Requirements:
1. Answer these questions using the article on Santa Cruz River navigability:
(a) What phrase did G.E.P. Smith use in his 1910 report to describe the Santa Cruz River?
(b) Where did the Commission members hear the testimony?
(c) Which two opponents maintain that the river was navigable?
2. Pick up the article on Santa Cruz River navigability after its final sentence and keep writing.

— Begin Document extract —

Arizona Capitol Reports Staff//December 19, 2003//[read_meter]

Stakeholders Wage High Stakes Battle Over Stream Navigability

Arizona Capitol Reports Staff//December 19, 2003//[read_meter]

In 1910 G.E.P. Smith, the acclaimed University of Arizona hydrologist, declared in a widely referenced and oft-cited report that the Santa Cruz River was an “ever dwindling stream.” As Arizona statehood approached, the hydrologist concluded that the river had diminished to such an extent — he labeled it a “brook” — that its middle basin tributary, Rillito Creek, looked far more promising as a future water source. As one recent scholar of the river asserted, at the time of statehood in 1912 the Santa Cruz River, which had provided water for residents, wildlife, and vegetation for thousands of years had ceased to flow, and inhabitants of the river’s three basins — upper, middle, and lower — began the nearly century-long search beyond the basin to secure supplemental supplies for future growth and development.

I discussed this information, and much more, while I served as an expert witness before the cumbersomely named Arizona Navigable Stream Adjudication Commission [ANSAC]. In this particular instance, Commission members, along with its attorney, listened to my testimony at the Nogales City Council Chamber, as I argued that the Santa Cruz was not navigable, nor susceptible to navigation, at the time of statehood, Feb. 14, 1912. Further, I asserted that other mitigating circumstances, like the status of the Baca Float Land Grant Number 3, raised issues that suggested that portions of the upper Santa Cruz streambed — at least those that lay within Rio Rico properties — were privately owned. I stated that the legal and institutional history of the 100,000-acre Baca Float Number 3 “clearly demonstrates that private property rights were protected under the Treaty of Guadalupe-Hidalgo and the Gadsden Purchase, and that those property rights could not have passed in trust from the United States government to the state of Arizona.”

Two significant opponents to my argument, the state of Arizona and the Center for Law in the Public Interest, maintain that the river was navigable and therefore the state should own the streambed. Immediately I felt the sting of cross-examination. “Dr. August, who hired you and how much are you being paid for your testimony?” the bright and assertive young attorney for the Center for Law in the Public Interest began as she tried to undermine my credibility with the Commission. Her tone was aggressive, unfriendly, and pointed. At that moment I realized that the stakes were high and that I was involved in a heavyweight fight over natural resources and private property that fell below the radar of the popular press. As I answered questions on direct testimony and later, cross-examination, I felt the stares of lawyers from the Salt River Project, Phelps Dodge, and environmental interests. Everyone in that small Nogales chamber, it seemed, took in each word, legal nuance and potential historical inaccuracy. What was I doing here?

— End Document extract —
— Begin Material supplied —

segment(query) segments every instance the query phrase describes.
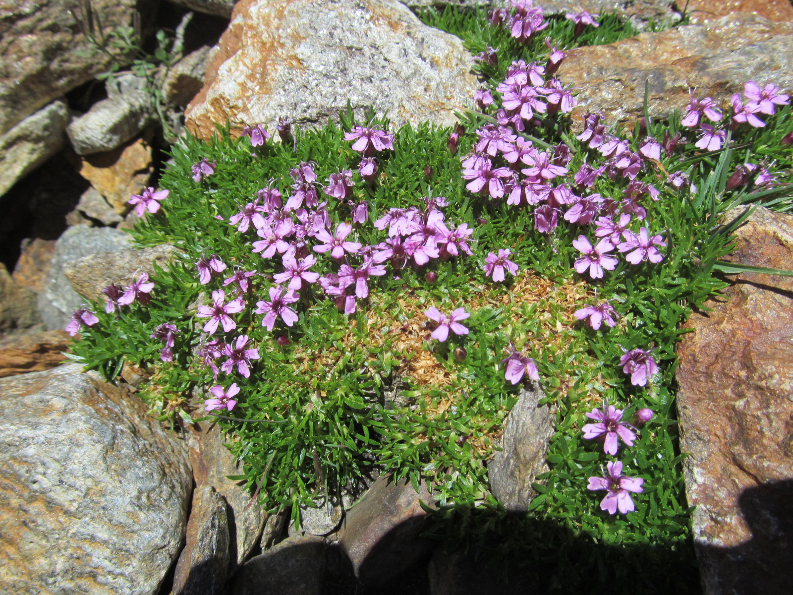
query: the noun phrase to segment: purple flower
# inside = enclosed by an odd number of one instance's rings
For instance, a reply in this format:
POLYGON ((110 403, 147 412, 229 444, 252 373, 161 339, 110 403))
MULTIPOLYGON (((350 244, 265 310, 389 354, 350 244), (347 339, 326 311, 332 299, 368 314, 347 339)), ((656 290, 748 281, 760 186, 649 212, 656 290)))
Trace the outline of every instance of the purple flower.
POLYGON ((289 305, 297 301, 300 296, 293 290, 289 290, 284 294, 283 287, 270 287, 268 293, 270 301, 256 302, 256 313, 265 315, 262 320, 262 326, 266 327, 268 331, 272 331, 278 317, 281 317, 281 320, 286 326, 292 326, 297 322, 297 313, 289 305))
POLYGON ((716 130, 708 124, 700 124, 699 140, 694 146, 703 151, 718 151, 726 137, 727 133, 723 130, 716 130))
POLYGON ((617 323, 615 318, 618 317, 616 310, 611 307, 608 301, 601 301, 595 305, 586 305, 584 308, 576 310, 576 318, 579 321, 586 321, 596 331, 600 328, 600 324, 605 322, 607 326, 614 327, 617 323))
POLYGON ((216 254, 212 255, 209 258, 203 256, 194 264, 198 269, 198 282, 201 285, 206 285, 213 277, 226 270, 226 265, 216 254))
POLYGON ((590 420, 596 420, 596 424, 587 424, 581 430, 584 437, 588 440, 603 440, 603 450, 607 455, 617 454, 617 437, 623 439, 626 446, 633 446, 636 434, 628 429, 622 423, 623 410, 615 409, 610 405, 603 409, 594 409, 589 413, 585 413, 590 420))
POLYGON ((215 173, 215 160, 213 159, 210 163, 209 159, 202 159, 197 163, 191 166, 190 170, 193 172, 193 181, 197 184, 205 178, 215 173))
POLYGON ((245 309, 245 302, 242 298, 237 298, 236 300, 224 304, 225 299, 226 292, 223 290, 217 290, 212 292, 211 306, 198 306, 198 313, 196 316, 198 318, 209 318, 204 325, 205 332, 209 332, 210 335, 215 334, 219 323, 223 324, 224 332, 228 332, 237 328, 236 323, 228 315, 236 314, 245 309))
POLYGON ((511 254, 509 248, 499 248, 498 256, 494 252, 488 252, 485 258, 485 276, 492 275, 493 281, 504 281, 504 269, 511 274, 518 274, 518 265, 507 259, 511 254))
POLYGON ((601 278, 603 269, 614 271, 619 263, 613 256, 606 255, 607 252, 614 250, 614 244, 607 238, 603 238, 592 248, 586 236, 579 236, 577 240, 573 240, 573 246, 584 253, 584 257, 578 259, 573 267, 581 274, 589 269, 589 276, 593 279, 601 278))
MULTIPOLYGON (((511 344, 510 344, 511 347, 511 344)), ((525 374, 535 382, 539 382, 540 374, 537 370, 537 363, 530 357, 516 351, 512 347, 512 352, 509 356, 501 360, 504 364, 504 377, 512 384, 519 382, 525 374)))
MULTIPOLYGON (((621 347, 624 355, 619 359, 623 371, 630 374, 630 383, 634 386, 644 386, 647 379, 658 371, 658 365, 644 349, 632 349, 630 351, 621 347)), ((652 350, 650 350, 652 351, 652 350)))
POLYGON ((314 273, 308 269, 316 264, 316 257, 309 254, 304 259, 299 260, 287 252, 282 259, 284 268, 283 273, 273 275, 273 280, 276 283, 285 283, 289 282, 289 288, 295 291, 300 291, 303 286, 303 282, 306 283, 316 283, 320 278, 319 273, 314 273))
POLYGON ((124 295, 118 298, 119 305, 129 305, 137 300, 143 305, 146 305, 151 301, 151 290, 154 289, 154 283, 148 280, 148 273, 140 273, 137 280, 134 280, 125 290, 124 295))
POLYGON ((644 491, 641 478, 629 478, 623 475, 623 463, 619 461, 608 463, 608 471, 602 478, 589 478, 587 489, 596 491, 606 489, 608 493, 600 501, 600 510, 607 510, 609 514, 616 514, 617 509, 623 514, 636 509, 629 492, 638 493, 644 491))
POLYGON ((99 322, 99 319, 97 318, 96 314, 86 308, 78 308, 71 313, 71 321, 66 327, 66 332, 72 336, 79 332, 82 324, 94 326, 99 322))
POLYGON ((136 205, 135 213, 138 217, 143 217, 146 211, 156 213, 159 210, 159 201, 164 201, 168 198, 170 190, 157 190, 148 187, 144 190, 142 194, 132 194, 128 202, 130 205, 136 205))
POLYGON ((354 126, 351 132, 344 135, 345 140, 354 140, 352 150, 363 153, 365 157, 374 155, 375 151, 394 148, 394 135, 385 130, 354 126))
POLYGON ((449 338, 450 329, 455 335, 467 335, 468 328, 460 324, 460 321, 464 321, 471 315, 465 312, 465 308, 458 308, 450 316, 442 313, 437 308, 432 306, 424 313, 427 318, 438 323, 438 328, 430 335, 433 339, 437 339, 442 343, 449 338))
POLYGON ((165 347, 159 350, 159 359, 163 362, 171 362, 174 359, 174 337, 179 329, 176 325, 166 322, 154 329, 154 332, 149 335, 150 339, 159 339, 165 341, 165 347))
POLYGON ((259 359, 259 349, 245 348, 250 341, 251 340, 247 335, 240 335, 237 337, 236 345, 232 343, 224 347, 223 355, 228 359, 223 363, 220 370, 225 374, 231 374, 234 367, 236 366, 237 371, 240 374, 245 378, 249 378, 251 371, 248 370, 248 366, 251 363, 251 360, 259 359))
POLYGON ((722 113, 718 111, 716 102, 709 97, 706 97, 704 99, 695 99, 692 89, 691 99, 686 106, 686 114, 680 121, 680 124, 688 128, 694 128, 700 123, 699 121, 703 115, 706 116, 711 122, 718 122, 722 119, 722 113))
POLYGON ((344 252, 357 252, 361 249, 361 244, 358 242, 347 241, 347 236, 351 232, 352 225, 349 223, 339 223, 333 236, 327 229, 320 229, 316 232, 316 239, 324 244, 314 246, 314 251, 324 253, 330 251, 331 257, 337 260, 344 258, 344 252))
POLYGON ((352 196, 352 188, 354 185, 355 182, 352 181, 352 171, 344 170, 338 174, 330 175, 328 185, 323 189, 323 192, 340 201, 347 200, 352 196))
POLYGON ((788 104, 789 95, 780 93, 780 88, 776 85, 768 83, 762 90, 754 81, 749 81, 744 85, 744 94, 749 99, 749 107, 750 109, 773 115, 775 104, 776 106, 787 106, 788 104))
POLYGON ((105 312, 109 314, 116 311, 118 298, 124 295, 124 288, 120 285, 112 283, 102 290, 107 296, 105 301, 105 312))
POLYGON ((250 136, 251 144, 254 147, 259 147, 264 144, 265 140, 270 140, 270 132, 261 124, 255 126, 245 126, 240 136, 250 136))
POLYGON ((216 384, 209 389, 209 392, 215 395, 215 398, 207 399, 204 401, 204 407, 207 411, 212 411, 213 409, 226 409, 231 411, 234 409, 234 405, 237 404, 237 401, 232 397, 239 393, 239 387, 237 386, 236 382, 234 382, 228 387, 228 390, 224 390, 220 385, 216 384))
POLYGON ((661 236, 650 236, 645 227, 639 228, 638 234, 626 231, 623 232, 625 241, 617 246, 620 252, 633 250, 625 257, 631 264, 638 264, 643 260, 651 263, 660 263, 664 259, 664 255, 658 251, 656 246, 665 247, 666 242, 661 236))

— End Material supplied —

Set of answers:
1.
(a) He called it an "ever dwindling stream."
(b) At the Nogales City Council Chamber.
(c) The state of Arizona and the Center for Law in the Public Interest.

2.
It was historical oversight. Arizona’s pioneer legislatures, preoccupied with transforming a territory into a state, overlooked the issue of navigability of Arizona’s watercourses. This omission went unnoticed for nearly 75 years, when two claimants to Verde River streambed property asked a court to decide the rightful owner. The judge responded that he could not address the matter because he had no information about the Verde’s navigability or non-navigability at statehood. As a result, in the 1990s the ANSAC was formed in order to determine the navigability of Arizona’s 39,039 watercourses as of statehood, Feb. 14, 1912. The determination of navigability or non-navigability of Arizona streambeds holds profound implications for private landholders in the state of Arizona.

The question of navigability is related directly to the “Equal Footing Doctrine” of the U.S. Constitution that asserts, among other things, that each state added to the union should be included on an equal footing with preceding states. Thus, each new state may own tidelands and the beds beneath its navigable streams. Put another way, the Equal Footing Doctrine suggests that the state of Arizona may own the streambeds within its boundaries that were navigable, or susceptible to navigation, at the time of statehood. Significantly, private citizens may own the beds of streams that did not support navigation at statehood. Therefore, it is essential that ANSAC determine which streams were navigable or susceptible to navigation as of statehood, and which were not.

Moreover, research suggests there are at least 100,000 clouded property titles related to streambeds in Arizona, and determining which watercourses were navigable at statehood — and which were not — is one of ANSAC’s two primary objectives. The Commission’s other chief goal is to determine the public-trust values associated with those watercourses determined to have been navigable or susceptible to navigation at statehood. The Commission takes written testimony, oral testimony, analyses the evidence presented, then makes a final determination of navigability or non-navigability.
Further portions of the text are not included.